» **Given problem**:
Turn the entries below into a two-column CSV with the headers "entry_text" and "answer" and one row per entry. Put each entry's text and its answer in a single quoted field each, replace line breaks with spaces, cover every entry, and leave out the pictures.

--- Begin ---

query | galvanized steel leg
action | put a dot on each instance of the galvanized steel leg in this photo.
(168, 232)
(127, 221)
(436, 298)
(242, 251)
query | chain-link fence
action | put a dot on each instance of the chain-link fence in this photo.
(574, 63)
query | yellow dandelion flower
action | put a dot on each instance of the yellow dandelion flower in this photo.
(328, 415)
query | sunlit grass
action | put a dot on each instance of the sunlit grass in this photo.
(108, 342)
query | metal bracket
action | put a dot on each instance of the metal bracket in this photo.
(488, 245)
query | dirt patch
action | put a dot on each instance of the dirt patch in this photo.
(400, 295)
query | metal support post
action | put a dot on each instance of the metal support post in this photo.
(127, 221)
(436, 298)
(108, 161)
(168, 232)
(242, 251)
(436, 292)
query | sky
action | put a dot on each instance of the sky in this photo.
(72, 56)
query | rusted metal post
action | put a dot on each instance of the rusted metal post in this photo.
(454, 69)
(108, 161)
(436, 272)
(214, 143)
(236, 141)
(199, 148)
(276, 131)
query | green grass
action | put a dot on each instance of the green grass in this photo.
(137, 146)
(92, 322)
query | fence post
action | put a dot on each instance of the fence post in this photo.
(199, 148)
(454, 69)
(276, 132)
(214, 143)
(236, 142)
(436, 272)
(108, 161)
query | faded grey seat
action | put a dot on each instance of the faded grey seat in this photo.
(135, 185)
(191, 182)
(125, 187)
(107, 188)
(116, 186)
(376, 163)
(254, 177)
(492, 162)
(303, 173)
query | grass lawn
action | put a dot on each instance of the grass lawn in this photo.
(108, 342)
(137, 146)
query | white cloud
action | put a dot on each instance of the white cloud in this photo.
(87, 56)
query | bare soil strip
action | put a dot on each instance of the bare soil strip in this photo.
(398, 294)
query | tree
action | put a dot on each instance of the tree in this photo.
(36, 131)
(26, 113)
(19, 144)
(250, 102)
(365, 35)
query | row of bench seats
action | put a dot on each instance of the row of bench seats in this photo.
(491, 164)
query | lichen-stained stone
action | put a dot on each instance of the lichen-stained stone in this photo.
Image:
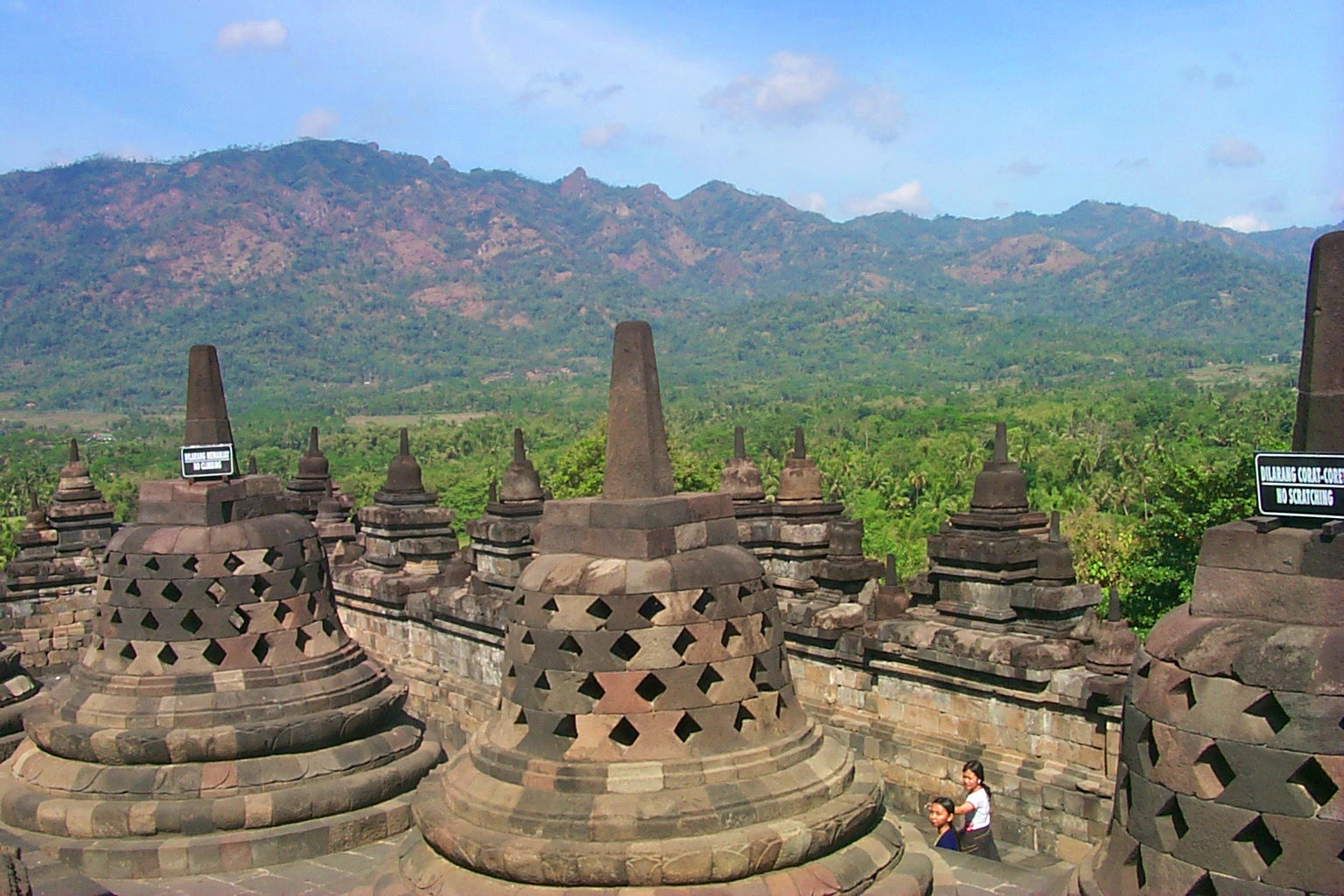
(220, 717)
(648, 732)
(1233, 739)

--- End ---

» **The reply**:
entry_text,answer
"query | galvanized steel leg action | put a dot on each instance of the galvanized steel leg in this photo.","(168, 232) (127, 221) (436, 298) (242, 251)"
"query | chain-link fence action | put a dot on each instance of the chain-link fence in this photo.","(574, 63)"
"query | yellow dandelion flower action | put a dot on each instance of the yellow dandelion flower in this photo.","(328, 415)"
"query | sunlit grass action | put a dot on each instance of the sunlit grass in this photo.","(108, 342)"
"query | metal bracket action | put a dot on each instance of the metal bracket in this photo.","(488, 245)"
"query | dirt patch action | put a dot on each instance of the dirt patch in this photo.","(400, 295)"
"query | metal support post action | put a dot on each instance of the metal support post in this photo.","(127, 221) (436, 298) (108, 161) (168, 232) (242, 251) (436, 292)"
"query | sky action | put a dot on each instance of the sky in this photo.","(72, 56)"
"query | rusted metal post action | put a dot on each instance of the rusted metal post in this photo.","(454, 69) (108, 161) (436, 272) (214, 143) (236, 141) (199, 148) (276, 131)"
"query | green grass action | put a dot on each instance of the green grass in this photo.","(137, 146) (92, 322)"
"query | fence post action | put a dot on each instance of the fence post in this photo.","(199, 148) (454, 69) (276, 132) (214, 143) (236, 142) (436, 272) (108, 161)"
"query | faded grey seat action | put a dot on each instance of the faded grey seat in this photo.","(135, 185) (191, 182) (125, 187) (107, 188) (116, 186) (376, 163) (254, 177) (492, 162) (303, 173)"
"query | grass lawn action | put a dot on each instance of the grass lawn in this photo.","(108, 342) (137, 146)"
"query | white cloud action | put a dot on each instance of the white cloud in this photo.","(87, 56)"
"query | bare soil strip action | put a dot on each instance of the bare soil strip in this photo.","(398, 294)"
"query | tree action | put a dot on each instance of the tree in this photo.","(36, 131) (26, 113) (19, 144) (250, 102) (365, 35)"
"query | row of bench seats action | put a dot on each instance of the row of bench seats in this photo.","(491, 164)"
"query | lichen-stained stone action | put a dot on each instance of the lichen-stained stone in this photo. Image:","(220, 717) (648, 732) (1233, 739)"